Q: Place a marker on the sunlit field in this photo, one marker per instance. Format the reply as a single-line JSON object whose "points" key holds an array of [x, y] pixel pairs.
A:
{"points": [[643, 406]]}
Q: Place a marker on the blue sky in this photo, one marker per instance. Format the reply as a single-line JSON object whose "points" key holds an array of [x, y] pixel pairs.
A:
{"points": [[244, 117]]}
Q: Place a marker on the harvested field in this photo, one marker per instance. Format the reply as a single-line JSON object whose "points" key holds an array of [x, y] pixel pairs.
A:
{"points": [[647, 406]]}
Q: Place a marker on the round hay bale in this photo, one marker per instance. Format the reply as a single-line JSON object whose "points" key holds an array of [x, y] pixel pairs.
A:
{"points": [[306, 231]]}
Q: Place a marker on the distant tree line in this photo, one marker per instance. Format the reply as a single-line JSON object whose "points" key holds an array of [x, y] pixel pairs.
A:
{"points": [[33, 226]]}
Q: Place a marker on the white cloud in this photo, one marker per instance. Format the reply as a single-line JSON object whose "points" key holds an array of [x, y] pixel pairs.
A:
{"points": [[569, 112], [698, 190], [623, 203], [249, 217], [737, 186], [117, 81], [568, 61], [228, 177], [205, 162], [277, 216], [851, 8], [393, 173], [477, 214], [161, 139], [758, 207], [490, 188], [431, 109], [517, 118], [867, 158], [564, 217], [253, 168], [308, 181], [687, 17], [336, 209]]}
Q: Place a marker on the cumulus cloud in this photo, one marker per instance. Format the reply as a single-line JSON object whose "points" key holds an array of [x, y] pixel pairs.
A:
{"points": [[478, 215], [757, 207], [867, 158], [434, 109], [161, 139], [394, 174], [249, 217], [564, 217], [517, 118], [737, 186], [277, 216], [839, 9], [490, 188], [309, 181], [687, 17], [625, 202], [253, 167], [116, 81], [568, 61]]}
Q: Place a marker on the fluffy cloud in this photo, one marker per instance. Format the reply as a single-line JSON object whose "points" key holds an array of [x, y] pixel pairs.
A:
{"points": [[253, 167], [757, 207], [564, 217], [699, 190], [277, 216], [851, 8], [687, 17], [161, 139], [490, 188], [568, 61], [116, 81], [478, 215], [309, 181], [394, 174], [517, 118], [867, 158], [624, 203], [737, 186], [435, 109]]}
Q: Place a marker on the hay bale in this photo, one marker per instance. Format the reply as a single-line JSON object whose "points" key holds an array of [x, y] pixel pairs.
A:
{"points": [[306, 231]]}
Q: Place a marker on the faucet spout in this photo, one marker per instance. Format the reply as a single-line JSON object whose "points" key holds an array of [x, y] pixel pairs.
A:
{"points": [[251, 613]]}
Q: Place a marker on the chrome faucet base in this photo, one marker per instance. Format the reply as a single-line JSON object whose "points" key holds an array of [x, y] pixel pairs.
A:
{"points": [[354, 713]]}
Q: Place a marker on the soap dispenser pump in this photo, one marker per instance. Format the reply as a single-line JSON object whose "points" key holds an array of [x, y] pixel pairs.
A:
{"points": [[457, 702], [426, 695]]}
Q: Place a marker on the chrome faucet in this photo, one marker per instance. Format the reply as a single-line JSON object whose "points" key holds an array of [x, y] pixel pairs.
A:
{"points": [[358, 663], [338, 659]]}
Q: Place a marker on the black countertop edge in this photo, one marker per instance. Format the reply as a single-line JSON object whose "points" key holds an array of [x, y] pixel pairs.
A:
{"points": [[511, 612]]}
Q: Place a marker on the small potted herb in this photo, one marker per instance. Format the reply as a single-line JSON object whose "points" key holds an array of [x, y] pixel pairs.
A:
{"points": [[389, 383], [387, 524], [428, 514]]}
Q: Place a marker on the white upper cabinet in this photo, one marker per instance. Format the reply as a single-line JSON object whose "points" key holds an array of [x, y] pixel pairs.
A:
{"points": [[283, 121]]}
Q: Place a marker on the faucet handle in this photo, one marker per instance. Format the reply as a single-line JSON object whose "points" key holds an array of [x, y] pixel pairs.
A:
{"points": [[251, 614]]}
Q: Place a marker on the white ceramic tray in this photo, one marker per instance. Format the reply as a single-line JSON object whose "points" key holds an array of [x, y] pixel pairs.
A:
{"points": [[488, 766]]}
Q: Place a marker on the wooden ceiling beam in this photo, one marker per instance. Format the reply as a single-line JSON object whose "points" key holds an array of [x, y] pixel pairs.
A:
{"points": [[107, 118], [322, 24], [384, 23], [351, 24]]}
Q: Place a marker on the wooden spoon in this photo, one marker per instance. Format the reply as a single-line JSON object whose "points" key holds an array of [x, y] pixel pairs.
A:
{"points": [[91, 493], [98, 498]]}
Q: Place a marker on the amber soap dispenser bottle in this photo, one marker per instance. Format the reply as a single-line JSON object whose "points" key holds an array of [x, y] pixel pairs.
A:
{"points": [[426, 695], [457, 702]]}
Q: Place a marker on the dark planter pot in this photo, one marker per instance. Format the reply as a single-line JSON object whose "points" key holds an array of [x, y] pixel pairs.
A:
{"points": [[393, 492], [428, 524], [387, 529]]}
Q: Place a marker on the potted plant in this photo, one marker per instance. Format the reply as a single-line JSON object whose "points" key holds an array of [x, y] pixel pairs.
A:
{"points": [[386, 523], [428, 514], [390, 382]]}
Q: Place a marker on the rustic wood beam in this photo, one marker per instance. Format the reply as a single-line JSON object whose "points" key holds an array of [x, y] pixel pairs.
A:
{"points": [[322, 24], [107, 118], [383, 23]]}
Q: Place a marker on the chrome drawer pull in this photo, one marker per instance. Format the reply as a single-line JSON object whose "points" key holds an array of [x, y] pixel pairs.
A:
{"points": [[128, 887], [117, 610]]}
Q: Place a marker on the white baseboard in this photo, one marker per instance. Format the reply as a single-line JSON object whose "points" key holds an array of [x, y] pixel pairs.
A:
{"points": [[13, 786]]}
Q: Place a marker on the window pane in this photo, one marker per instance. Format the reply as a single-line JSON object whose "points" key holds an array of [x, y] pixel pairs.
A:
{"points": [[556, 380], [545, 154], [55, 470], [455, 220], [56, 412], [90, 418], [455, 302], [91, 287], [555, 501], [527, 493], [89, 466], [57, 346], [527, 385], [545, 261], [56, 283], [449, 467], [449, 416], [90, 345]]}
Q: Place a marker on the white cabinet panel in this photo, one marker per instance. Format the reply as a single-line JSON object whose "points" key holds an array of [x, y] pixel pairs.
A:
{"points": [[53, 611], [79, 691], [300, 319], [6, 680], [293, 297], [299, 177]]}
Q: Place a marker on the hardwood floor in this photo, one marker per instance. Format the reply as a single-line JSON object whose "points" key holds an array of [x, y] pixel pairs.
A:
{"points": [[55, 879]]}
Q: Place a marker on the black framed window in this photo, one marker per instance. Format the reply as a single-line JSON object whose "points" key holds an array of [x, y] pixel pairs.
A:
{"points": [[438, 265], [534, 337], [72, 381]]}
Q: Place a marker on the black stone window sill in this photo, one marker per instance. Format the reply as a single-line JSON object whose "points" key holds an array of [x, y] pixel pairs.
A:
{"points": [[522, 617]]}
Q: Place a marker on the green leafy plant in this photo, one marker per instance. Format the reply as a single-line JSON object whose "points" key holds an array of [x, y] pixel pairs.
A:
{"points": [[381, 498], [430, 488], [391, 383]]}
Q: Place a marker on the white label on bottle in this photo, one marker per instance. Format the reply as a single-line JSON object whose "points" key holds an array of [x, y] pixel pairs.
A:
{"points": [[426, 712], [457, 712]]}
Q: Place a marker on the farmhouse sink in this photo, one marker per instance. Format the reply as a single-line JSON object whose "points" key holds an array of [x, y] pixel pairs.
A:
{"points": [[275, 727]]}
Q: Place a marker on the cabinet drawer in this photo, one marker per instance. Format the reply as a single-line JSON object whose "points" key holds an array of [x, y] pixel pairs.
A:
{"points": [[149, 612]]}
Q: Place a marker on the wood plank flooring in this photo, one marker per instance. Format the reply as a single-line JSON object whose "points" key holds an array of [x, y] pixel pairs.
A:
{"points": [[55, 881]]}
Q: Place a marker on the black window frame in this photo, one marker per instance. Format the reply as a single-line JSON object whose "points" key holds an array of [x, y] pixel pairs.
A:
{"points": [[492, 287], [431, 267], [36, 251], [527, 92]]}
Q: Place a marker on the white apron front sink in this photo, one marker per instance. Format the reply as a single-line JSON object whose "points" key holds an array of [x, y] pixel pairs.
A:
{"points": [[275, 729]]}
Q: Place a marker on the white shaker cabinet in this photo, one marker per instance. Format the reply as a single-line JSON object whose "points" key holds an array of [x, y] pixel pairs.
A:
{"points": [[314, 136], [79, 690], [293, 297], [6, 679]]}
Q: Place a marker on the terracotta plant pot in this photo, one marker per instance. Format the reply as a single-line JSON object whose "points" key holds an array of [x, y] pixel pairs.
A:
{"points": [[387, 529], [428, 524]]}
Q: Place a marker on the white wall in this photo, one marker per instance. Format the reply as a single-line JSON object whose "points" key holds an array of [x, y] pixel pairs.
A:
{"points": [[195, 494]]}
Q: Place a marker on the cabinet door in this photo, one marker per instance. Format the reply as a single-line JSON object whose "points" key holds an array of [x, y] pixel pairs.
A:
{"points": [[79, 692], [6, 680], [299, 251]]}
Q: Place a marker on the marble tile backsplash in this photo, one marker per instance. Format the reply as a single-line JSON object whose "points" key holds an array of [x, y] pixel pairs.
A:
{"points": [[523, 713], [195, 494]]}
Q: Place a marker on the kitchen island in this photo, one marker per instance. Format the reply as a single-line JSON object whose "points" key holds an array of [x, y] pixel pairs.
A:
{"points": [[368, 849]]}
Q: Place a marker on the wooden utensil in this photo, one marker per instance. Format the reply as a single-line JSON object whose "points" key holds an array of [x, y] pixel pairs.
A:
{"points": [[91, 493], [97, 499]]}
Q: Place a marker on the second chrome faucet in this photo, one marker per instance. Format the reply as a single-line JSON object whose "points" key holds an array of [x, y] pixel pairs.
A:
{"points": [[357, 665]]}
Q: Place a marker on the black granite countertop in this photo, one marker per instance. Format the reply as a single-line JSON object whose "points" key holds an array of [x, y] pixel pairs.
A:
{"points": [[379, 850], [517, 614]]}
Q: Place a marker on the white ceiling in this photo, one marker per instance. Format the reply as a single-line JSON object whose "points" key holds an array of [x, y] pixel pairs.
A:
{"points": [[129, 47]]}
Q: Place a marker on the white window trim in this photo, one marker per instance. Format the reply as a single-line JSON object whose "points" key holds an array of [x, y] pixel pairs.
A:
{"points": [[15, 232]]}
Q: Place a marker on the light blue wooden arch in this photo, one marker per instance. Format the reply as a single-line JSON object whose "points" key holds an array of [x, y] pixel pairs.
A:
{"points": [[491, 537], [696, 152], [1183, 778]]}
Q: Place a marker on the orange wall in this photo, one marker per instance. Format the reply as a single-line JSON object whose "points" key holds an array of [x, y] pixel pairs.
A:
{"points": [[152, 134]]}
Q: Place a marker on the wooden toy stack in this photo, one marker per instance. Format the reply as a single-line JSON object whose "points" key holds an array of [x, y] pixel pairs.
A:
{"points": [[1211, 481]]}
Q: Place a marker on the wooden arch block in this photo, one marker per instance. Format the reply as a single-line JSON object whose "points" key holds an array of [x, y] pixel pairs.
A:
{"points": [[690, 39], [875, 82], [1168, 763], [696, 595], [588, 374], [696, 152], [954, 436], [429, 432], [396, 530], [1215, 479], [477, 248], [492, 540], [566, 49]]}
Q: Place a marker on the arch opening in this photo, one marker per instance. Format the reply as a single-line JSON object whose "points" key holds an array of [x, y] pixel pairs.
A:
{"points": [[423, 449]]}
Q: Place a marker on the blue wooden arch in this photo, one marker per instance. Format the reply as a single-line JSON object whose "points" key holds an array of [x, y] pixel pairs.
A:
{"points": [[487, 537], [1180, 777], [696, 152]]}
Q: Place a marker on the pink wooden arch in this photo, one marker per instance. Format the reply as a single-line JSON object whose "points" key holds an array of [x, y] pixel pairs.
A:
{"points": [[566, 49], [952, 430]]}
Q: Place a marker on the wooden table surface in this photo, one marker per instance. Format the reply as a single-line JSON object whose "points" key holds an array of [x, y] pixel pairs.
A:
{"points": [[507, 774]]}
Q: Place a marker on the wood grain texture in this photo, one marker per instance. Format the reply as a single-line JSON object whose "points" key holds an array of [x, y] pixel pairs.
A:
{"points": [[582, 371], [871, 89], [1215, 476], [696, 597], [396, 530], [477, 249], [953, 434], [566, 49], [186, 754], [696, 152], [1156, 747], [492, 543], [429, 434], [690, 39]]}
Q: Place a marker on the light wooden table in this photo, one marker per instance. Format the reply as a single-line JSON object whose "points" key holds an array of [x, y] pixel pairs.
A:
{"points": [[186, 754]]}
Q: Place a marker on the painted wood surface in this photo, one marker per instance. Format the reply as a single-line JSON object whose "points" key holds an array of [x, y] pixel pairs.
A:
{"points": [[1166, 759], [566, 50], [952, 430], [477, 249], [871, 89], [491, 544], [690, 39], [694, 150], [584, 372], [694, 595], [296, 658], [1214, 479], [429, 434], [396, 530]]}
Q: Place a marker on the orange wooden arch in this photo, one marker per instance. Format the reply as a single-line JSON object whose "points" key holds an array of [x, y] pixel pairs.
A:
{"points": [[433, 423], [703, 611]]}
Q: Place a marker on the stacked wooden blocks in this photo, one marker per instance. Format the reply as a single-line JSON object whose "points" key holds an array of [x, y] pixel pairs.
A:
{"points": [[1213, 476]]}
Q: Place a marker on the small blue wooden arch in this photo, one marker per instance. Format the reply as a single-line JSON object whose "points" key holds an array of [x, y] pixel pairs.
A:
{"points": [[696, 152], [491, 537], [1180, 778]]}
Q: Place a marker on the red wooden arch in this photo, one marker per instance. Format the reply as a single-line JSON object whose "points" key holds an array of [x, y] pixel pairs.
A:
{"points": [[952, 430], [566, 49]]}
⁂
Reproduce each line of the material in which the string "black" occurs.

Q: Place a marker on the black countertop edge in this photo, one marker per instance. Format the reply as a single-line JSON object whose "points" key holds an array of [x, y] pixel pairs.
Q: Place a marker on the black framed window in this photo, one marker per instance. Format the reply as a single-line JSON object whose "points" key holds an array of [x, y] pixel pairs.
Q: Place a marker on the black stone window sill in this photo, one marker per instance. Format the reply as a single-line JSON object whose "points" key holds an array of [x, y] pixel pairs.
Q: Place a marker on the black window frame in this photo, one marker per instance. Format the reply as a single-line JSON object whose "points" key holds an array of [x, y] pixel pairs.
Q: Place a marker on the black granite countertop in this photo, one marker per instance. Format the reply as a single-line JSON object whose "points" key holds an array of [x, y] pixel pairs.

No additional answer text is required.